→ **REQUIREMENTS**
• A. Answer these about the interview excerpt:
(i) At which high school did the speaker take figure drawing classes?
(ii) In what year did the speaker ride out to Los Angeles and study briefly with Richie Powell and Marty Paitch?
(iii) Which painting did the speaker choose for the poem assigned in Sam Yellen's class?
• B. Write out the interview excerpt word for word, starting with "There is in" and going on through "hermaphroditic muse . . .".

━━━ SUPPLIED TEXT ━━━

CE: My earliest recollections of involvement with the visual arts goes back to reading the “funnies” in daily Indianapolis newspapers, collecting comic books, and drawing my own cartoon strips. When I was around ten years old, my mother offered an art student from John Herron School of Art in Indianapolis a free dinner and a couple of dollars to give me and my pal Jack Wilson weekly cartoon lessons. I vaguely recall one of my cartoons winning a prize at some contest in a downtown department store. In my junior and senior years at Shortridge High School I took some figure drawing classes and did quite well in them. I sketched a drawing of a hobo who had been paid to pose that my mother put up on our living room wall for many years. I think I might have become a painter had there been a more intense local art atmosphere to inspire me at the time.

My mother also arranged for me to take piano lessons from a neighborhood piano teacher when I was six years old and the lessons continued up through my teenage years when I studied with the concert pianist Ozan Marsh.  I was playing Chopin’s “Revolutionary Etude” on one hand, and on the other, starting to hang out at local blues and jazz clubs, such as The Surf Club on West 16th Street where one Saturday afternoon Wes Montgomery invited me to sit in with his band.  In my last response to your queries, I cited my discovery of Bud Powell when I was sixteen, and a couple years later, in the summer of 1953, I rode out to Los Angeles with a friend and studied briefly with Bud’s brother Richie, and Marty Paitch. A few years later, while studying Philosophy at Indiana University I discovered poetry moreorless on my own, and through my meeting Jack and Ruth Hirschman and Mary Ellen Solt was put in touch with the writings of the Beats and Black Mountain-associated poets, as well as many of the great 20th century European poets.

You ask if there were any particular poets who inspired my now lifelong involvement with ekphrastic writing. My earliest memory of writing a poem about a painting was an occasion in one of Sam Yellen’s creative writing classes when he assigned us to compose a poem about a painting. I chose Picasso’s “Guernica” and went ahead to write a second poem on Bosch’s “The Garden of Earthly Delights.”  The Bosch poem was published in The College Art Journal, one of my first publications. Earlier, I mentioned my discovery of Soutine in Japan in 1963, and I think it was his paintings that made me really want to engage paintings and artists in poetry.  None of the poets I was reading in the ’60s and ’70s had a compelling ekphrastic focus, or if they did, I was not aware of it.

Michaux and Artaud: I have written two pieces on Michaux, and I will let my opening salvo at the beginning of “Michaux. 1956” (1956 was his big mescaline-oriented year) represent that connection:

There is in Michaux an emergent face/non-face always in formation. Call it “face before birth.” Call it our thingness making faces. Call it tree bole or toadstool spirits, anima mundi snout, awash in ephemerality, anti-anatomical, the mask of absence, watercolor by a blind child, half-disintegrated faces of souls in Hades pressing about the painter Ulysses-Michaux as, over his blood trench of ink, he converses with his hermaphroditic muse . . .

━━━ DATA RECORDS ━━━

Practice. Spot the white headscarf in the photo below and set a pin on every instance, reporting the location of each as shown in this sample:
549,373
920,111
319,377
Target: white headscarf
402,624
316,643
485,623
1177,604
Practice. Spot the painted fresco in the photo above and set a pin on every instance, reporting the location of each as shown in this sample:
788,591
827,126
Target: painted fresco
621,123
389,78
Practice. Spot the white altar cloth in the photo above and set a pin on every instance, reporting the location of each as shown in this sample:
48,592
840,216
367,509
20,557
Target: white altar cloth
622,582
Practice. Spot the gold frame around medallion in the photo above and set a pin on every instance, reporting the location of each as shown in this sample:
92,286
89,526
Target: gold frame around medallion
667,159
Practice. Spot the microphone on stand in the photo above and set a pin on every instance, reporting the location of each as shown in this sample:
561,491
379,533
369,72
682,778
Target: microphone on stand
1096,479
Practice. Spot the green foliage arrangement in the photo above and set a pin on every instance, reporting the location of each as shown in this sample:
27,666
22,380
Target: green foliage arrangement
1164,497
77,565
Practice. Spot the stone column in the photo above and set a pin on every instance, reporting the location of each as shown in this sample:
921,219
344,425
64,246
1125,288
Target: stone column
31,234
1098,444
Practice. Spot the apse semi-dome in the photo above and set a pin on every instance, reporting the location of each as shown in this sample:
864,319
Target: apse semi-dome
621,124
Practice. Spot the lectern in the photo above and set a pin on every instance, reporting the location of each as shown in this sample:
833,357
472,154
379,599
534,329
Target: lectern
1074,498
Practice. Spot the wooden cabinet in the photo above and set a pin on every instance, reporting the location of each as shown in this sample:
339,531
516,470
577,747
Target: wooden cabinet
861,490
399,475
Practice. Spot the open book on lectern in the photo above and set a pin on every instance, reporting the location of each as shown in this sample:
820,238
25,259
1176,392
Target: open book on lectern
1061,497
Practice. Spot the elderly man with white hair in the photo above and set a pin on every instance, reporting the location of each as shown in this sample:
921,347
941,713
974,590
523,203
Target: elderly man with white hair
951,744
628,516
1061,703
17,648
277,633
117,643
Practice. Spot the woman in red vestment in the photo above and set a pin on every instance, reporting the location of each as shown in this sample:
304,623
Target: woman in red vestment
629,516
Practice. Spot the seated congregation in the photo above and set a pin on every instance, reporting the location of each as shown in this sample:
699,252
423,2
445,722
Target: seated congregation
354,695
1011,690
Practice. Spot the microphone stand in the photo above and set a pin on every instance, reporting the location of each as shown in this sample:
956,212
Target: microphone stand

━━━

→ **WORKED SOLUTIONS**
• A.
(i) Shortridge High School
(ii) 1953
(iii) Picasso's "Guernica"

• B.
There is in Michaux an emergent face/non-face always in formation. Call it “face before birth.” Call it our thingness making faces. Call it tree bole or toadstool spirits, anima mundi snout, awash in ephemerality, anti-anatomical, the mask of absence, watercolor by a blind child, half-disintegrated faces of souls in Hades pressing about the painter Ulysses-Michaux as, over his blood trench of ink, he converses with his hermaphroditic muse . . .